# [WHAT IS BEING ASKED]
Render each line of the items below as a JSON list of strings, one string per line, leaving out blank lines.

# [SUPPLIED DATA]
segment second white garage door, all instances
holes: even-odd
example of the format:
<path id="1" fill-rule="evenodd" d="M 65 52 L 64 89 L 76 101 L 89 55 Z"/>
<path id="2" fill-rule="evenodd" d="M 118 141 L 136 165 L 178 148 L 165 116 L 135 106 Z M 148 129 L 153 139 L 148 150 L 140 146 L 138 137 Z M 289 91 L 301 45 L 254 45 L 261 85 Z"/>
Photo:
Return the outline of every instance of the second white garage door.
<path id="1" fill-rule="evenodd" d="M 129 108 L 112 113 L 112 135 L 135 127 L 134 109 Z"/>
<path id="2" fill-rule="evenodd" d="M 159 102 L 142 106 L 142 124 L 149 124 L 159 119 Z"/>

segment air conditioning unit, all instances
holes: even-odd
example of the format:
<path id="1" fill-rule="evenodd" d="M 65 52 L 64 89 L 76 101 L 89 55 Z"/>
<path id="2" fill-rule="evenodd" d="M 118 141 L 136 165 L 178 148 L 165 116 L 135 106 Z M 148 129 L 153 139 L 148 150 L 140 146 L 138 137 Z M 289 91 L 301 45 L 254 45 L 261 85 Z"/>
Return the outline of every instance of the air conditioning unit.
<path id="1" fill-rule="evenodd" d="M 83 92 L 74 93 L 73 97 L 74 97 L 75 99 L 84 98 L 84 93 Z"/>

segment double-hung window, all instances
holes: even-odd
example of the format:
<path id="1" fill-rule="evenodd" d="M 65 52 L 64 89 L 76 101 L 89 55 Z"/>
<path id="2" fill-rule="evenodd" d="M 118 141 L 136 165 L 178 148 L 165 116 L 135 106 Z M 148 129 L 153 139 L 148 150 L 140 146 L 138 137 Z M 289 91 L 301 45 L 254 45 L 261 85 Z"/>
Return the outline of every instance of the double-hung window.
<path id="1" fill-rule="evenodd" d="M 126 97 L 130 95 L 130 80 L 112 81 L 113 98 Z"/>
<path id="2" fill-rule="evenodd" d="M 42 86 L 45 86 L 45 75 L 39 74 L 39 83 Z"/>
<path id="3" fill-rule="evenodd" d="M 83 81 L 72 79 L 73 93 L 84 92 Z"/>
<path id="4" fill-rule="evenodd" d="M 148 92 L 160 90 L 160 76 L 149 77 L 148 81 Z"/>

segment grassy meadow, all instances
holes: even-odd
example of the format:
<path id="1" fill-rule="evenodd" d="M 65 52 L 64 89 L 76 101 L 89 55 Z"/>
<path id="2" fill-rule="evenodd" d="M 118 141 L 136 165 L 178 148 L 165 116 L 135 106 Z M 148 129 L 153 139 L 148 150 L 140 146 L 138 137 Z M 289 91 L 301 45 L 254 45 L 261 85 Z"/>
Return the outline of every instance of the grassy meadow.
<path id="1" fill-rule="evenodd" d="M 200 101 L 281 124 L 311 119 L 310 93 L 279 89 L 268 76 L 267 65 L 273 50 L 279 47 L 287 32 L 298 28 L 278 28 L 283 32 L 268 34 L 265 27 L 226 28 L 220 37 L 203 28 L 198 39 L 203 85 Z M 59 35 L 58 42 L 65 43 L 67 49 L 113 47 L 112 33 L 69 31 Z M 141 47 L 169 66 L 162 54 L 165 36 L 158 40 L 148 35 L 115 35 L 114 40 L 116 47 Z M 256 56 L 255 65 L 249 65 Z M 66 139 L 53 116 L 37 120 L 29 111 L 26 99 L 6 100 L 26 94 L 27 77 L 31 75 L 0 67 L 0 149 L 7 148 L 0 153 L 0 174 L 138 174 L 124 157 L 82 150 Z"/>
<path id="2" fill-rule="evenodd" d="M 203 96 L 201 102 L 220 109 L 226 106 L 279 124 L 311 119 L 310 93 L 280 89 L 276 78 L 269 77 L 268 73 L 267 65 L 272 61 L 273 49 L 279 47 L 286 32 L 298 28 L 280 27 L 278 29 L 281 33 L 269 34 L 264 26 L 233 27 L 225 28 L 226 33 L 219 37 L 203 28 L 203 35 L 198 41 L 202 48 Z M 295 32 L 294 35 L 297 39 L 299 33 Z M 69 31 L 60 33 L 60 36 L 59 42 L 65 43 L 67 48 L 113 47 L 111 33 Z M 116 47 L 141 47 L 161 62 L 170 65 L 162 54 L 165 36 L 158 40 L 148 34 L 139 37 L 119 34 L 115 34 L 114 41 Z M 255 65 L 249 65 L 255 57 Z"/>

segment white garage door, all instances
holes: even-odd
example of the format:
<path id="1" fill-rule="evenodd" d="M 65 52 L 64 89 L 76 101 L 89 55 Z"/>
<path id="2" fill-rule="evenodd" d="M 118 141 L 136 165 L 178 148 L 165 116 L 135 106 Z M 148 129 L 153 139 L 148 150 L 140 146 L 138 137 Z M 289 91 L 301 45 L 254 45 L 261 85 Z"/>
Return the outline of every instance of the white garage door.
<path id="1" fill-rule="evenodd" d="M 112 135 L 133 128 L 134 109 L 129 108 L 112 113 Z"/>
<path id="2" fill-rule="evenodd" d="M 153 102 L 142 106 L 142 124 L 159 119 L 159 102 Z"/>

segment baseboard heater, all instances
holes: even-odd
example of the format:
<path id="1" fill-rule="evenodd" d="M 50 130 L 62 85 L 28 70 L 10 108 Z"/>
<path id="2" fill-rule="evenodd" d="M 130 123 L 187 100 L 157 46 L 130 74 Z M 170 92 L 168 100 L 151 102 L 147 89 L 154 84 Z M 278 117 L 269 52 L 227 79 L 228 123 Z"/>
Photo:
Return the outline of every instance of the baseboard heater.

# [ANSWER FOR THE TASK]
[
  "segment second white garage door, all instances",
  "holes: even-odd",
  "example of the format:",
  "<path id=\"1\" fill-rule=\"evenodd\" d=\"M 65 52 L 64 89 L 76 101 L 89 55 Z\"/>",
  "<path id=\"2\" fill-rule=\"evenodd\" d=\"M 118 141 L 136 165 L 178 148 L 165 116 L 135 106 Z M 148 129 L 153 139 L 148 150 L 140 146 L 138 137 Z M 289 91 L 301 45 L 254 45 L 261 85 Z\"/>",
  "Photo:",
  "Return the outline of every instance of the second white garage door.",
  "<path id=\"1\" fill-rule=\"evenodd\" d=\"M 129 108 L 112 113 L 112 135 L 135 127 L 134 109 Z\"/>",
  "<path id=\"2\" fill-rule=\"evenodd\" d=\"M 159 102 L 142 106 L 142 124 L 149 124 L 159 119 Z\"/>",
  "segment air conditioning unit, all instances",
  "holes: even-odd",
  "example of the format:",
  "<path id=\"1\" fill-rule=\"evenodd\" d=\"M 65 52 L 64 89 L 76 101 L 89 55 Z\"/>",
  "<path id=\"2\" fill-rule=\"evenodd\" d=\"M 118 141 L 136 165 L 178 148 L 165 116 L 135 106 Z M 148 129 L 153 139 L 148 150 L 140 146 L 138 137 Z M 289 91 L 301 45 L 254 45 L 261 85 Z\"/>",
  "Return the outline of every instance of the air conditioning unit.",
  "<path id=\"1\" fill-rule=\"evenodd\" d=\"M 83 92 L 74 93 L 73 97 L 74 97 L 75 99 L 84 98 L 84 93 Z\"/>",
  "segment double-hung window, all instances",
  "holes: even-odd",
  "example of the format:",
  "<path id=\"1\" fill-rule=\"evenodd\" d=\"M 65 52 L 64 89 L 76 101 L 89 55 Z\"/>",
  "<path id=\"2\" fill-rule=\"evenodd\" d=\"M 118 141 L 136 165 L 178 148 L 165 116 L 135 106 Z M 148 129 L 153 139 L 148 150 L 140 146 L 138 137 Z M 289 91 L 301 45 L 254 45 L 261 85 Z\"/>",
  "Return the outline of every instance of the double-hung window.",
  "<path id=\"1\" fill-rule=\"evenodd\" d=\"M 126 97 L 130 95 L 130 80 L 112 81 L 113 98 Z\"/>",
  "<path id=\"2\" fill-rule=\"evenodd\" d=\"M 42 86 L 45 86 L 45 75 L 39 74 L 39 83 Z\"/>",
  "<path id=\"3\" fill-rule=\"evenodd\" d=\"M 83 81 L 72 79 L 73 93 L 84 92 Z\"/>",
  "<path id=\"4\" fill-rule=\"evenodd\" d=\"M 148 92 L 160 90 L 160 76 L 149 77 L 148 81 Z\"/>",
  "segment grassy meadow, all instances",
  "holes: even-odd",
  "example of the format:",
  "<path id=\"1\" fill-rule=\"evenodd\" d=\"M 65 52 L 64 89 L 76 101 L 89 55 Z\"/>",
  "<path id=\"2\" fill-rule=\"evenodd\" d=\"M 118 141 L 136 165 L 178 148 L 165 116 L 135 106 Z M 148 129 L 153 139 L 148 150 L 140 146 L 138 137 Z M 289 91 L 301 45 L 254 45 L 261 85 Z\"/>",
  "Return the outline of every instance of the grassy meadow.",
  "<path id=\"1\" fill-rule=\"evenodd\" d=\"M 200 101 L 281 124 L 311 119 L 310 93 L 279 89 L 268 76 L 267 65 L 273 50 L 279 47 L 287 32 L 298 28 L 278 28 L 283 32 L 268 34 L 265 27 L 226 28 L 220 37 L 203 28 L 198 39 L 203 85 Z M 59 35 L 58 42 L 65 43 L 67 49 L 113 47 L 112 33 L 69 31 Z M 141 47 L 169 66 L 162 54 L 165 36 L 158 40 L 148 35 L 115 35 L 114 40 L 116 47 Z M 256 56 L 255 65 L 249 65 Z M 66 139 L 53 116 L 37 120 L 29 111 L 26 99 L 6 100 L 26 94 L 27 77 L 31 75 L 0 67 L 0 149 L 7 148 L 0 153 L 0 174 L 138 174 L 124 157 L 82 150 Z\"/>",
  "<path id=\"2\" fill-rule=\"evenodd\" d=\"M 203 96 L 201 102 L 220 109 L 226 106 L 279 124 L 311 119 L 310 93 L 280 89 L 276 78 L 269 77 L 268 73 L 267 65 L 272 61 L 273 49 L 279 47 L 286 32 L 298 28 L 280 27 L 278 29 L 281 33 L 269 34 L 264 26 L 233 27 L 225 28 L 226 33 L 219 37 L 203 28 L 203 35 L 198 41 L 202 48 Z M 295 32 L 294 35 L 297 39 L 299 33 Z M 69 31 L 60 33 L 60 36 L 59 42 L 65 43 L 67 48 L 113 47 L 111 33 Z M 116 47 L 141 47 L 161 62 L 170 65 L 162 54 L 165 36 L 158 40 L 148 34 L 139 37 L 119 34 L 115 34 L 114 41 Z M 255 65 L 249 65 L 255 57 Z\"/>",
  "segment white garage door, all instances",
  "holes: even-odd",
  "example of the format:",
  "<path id=\"1\" fill-rule=\"evenodd\" d=\"M 65 52 L 64 89 L 76 101 L 89 55 Z\"/>",
  "<path id=\"2\" fill-rule=\"evenodd\" d=\"M 118 141 L 136 165 L 178 148 L 165 116 L 135 106 Z M 148 129 L 153 139 L 148 150 L 140 146 L 138 137 Z M 289 91 L 301 45 L 254 45 L 261 85 Z\"/>",
  "Return the outline of every instance of the white garage door.",
  "<path id=\"1\" fill-rule=\"evenodd\" d=\"M 112 135 L 133 128 L 134 109 L 129 108 L 112 113 Z\"/>",
  "<path id=\"2\" fill-rule=\"evenodd\" d=\"M 153 102 L 142 106 L 142 124 L 159 119 L 159 102 Z\"/>",
  "segment baseboard heater, all instances",
  "holes: even-odd",
  "example of the format:",
  "<path id=\"1\" fill-rule=\"evenodd\" d=\"M 50 130 L 62 85 L 28 70 L 10 108 Z\"/>",
  "<path id=\"2\" fill-rule=\"evenodd\" d=\"M 130 123 L 187 100 L 157 46 L 130 74 Z M 170 92 L 168 100 L 151 102 L 147 89 L 154 84 Z M 278 117 L 269 52 L 227 79 L 228 123 Z\"/>",
  "Photo:",
  "Return the outline of every instance of the baseboard heater."
]